- _Exercise objective_
Output every line of the records below as a numbered list, skipping blank lines and omitting the pictures.

- _Provided records_
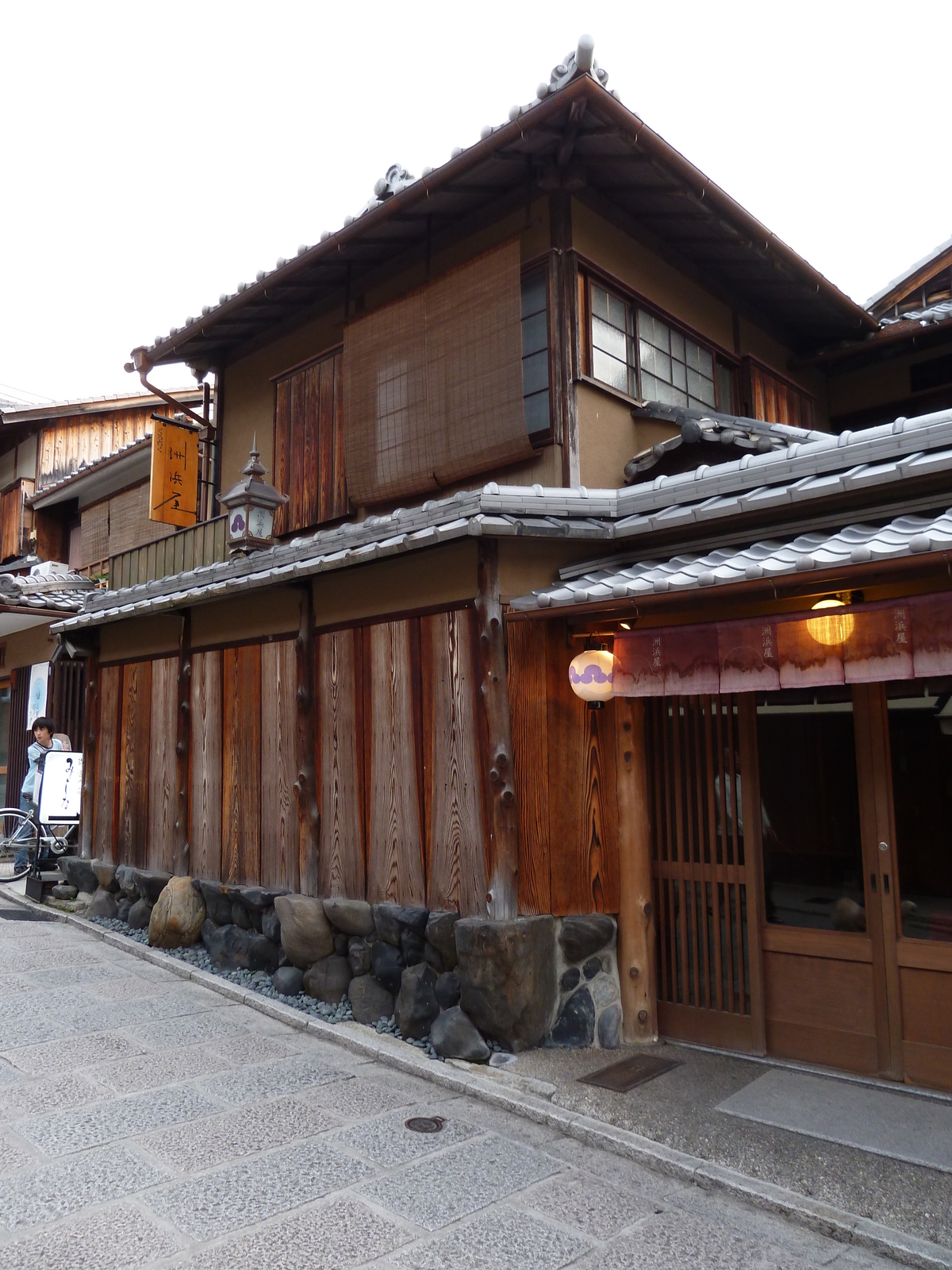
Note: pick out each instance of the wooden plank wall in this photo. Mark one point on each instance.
(399, 742)
(160, 849)
(565, 772)
(67, 444)
(206, 785)
(456, 855)
(279, 845)
(241, 764)
(107, 752)
(131, 845)
(342, 845)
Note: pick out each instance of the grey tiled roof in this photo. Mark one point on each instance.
(63, 592)
(856, 544)
(803, 471)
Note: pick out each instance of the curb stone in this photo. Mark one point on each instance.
(825, 1219)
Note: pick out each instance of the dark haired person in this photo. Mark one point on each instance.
(44, 742)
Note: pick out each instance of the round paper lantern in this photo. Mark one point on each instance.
(590, 675)
(833, 628)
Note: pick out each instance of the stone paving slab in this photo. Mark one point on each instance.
(386, 1142)
(501, 1240)
(340, 1233)
(117, 1238)
(898, 1126)
(248, 1191)
(56, 1134)
(460, 1181)
(202, 1145)
(48, 1191)
(272, 1080)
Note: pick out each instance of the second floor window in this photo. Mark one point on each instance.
(535, 353)
(643, 356)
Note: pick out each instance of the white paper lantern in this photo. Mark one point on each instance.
(590, 675)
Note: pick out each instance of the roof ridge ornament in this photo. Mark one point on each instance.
(582, 61)
(395, 181)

- _Task answer_
1. Note: pick out each instance of the wooden plank wall in this photo. Mark one point on each instance.
2. (399, 742)
3. (160, 849)
4. (565, 772)
5. (67, 444)
6. (206, 785)
7. (456, 855)
8. (279, 845)
9. (241, 764)
10. (107, 752)
11. (131, 845)
12. (342, 845)
13. Note: pick out each instance of the grey tiled roof in this photo. Mark one point on each instance.
14. (63, 592)
15. (856, 544)
16. (803, 471)
17. Note: pick out each instance of the curb stone in this photo. Mark one point on each instance.
18. (825, 1219)
19. Note: pick out each instance of the dark haired person in this photo. Mark one point on each instance.
20. (44, 742)
21. Note: pick out each instance of the round paper lantern in this photo. Mark one point on each instance.
22. (590, 675)
23. (833, 628)
24. Note: pick out each instance of the stone paving slab in this photo. Mark one point on each instance.
25. (386, 1142)
26. (501, 1240)
27. (340, 1233)
28. (117, 1238)
29. (898, 1126)
30. (248, 1191)
31. (56, 1134)
32. (460, 1181)
33. (202, 1145)
34. (48, 1191)
35. (272, 1080)
36. Note: pick out each instance of the second floor window in this photo. Mark one point on each instance.
37. (535, 353)
38. (643, 356)
39. Note: pick out each instance of the white paper lantern in this photo. Mark one point on each instance.
40. (590, 675)
41. Note: pick out each instance of the roof ridge ornament in this photo. Mark one point on each instance.
42. (582, 61)
43. (395, 181)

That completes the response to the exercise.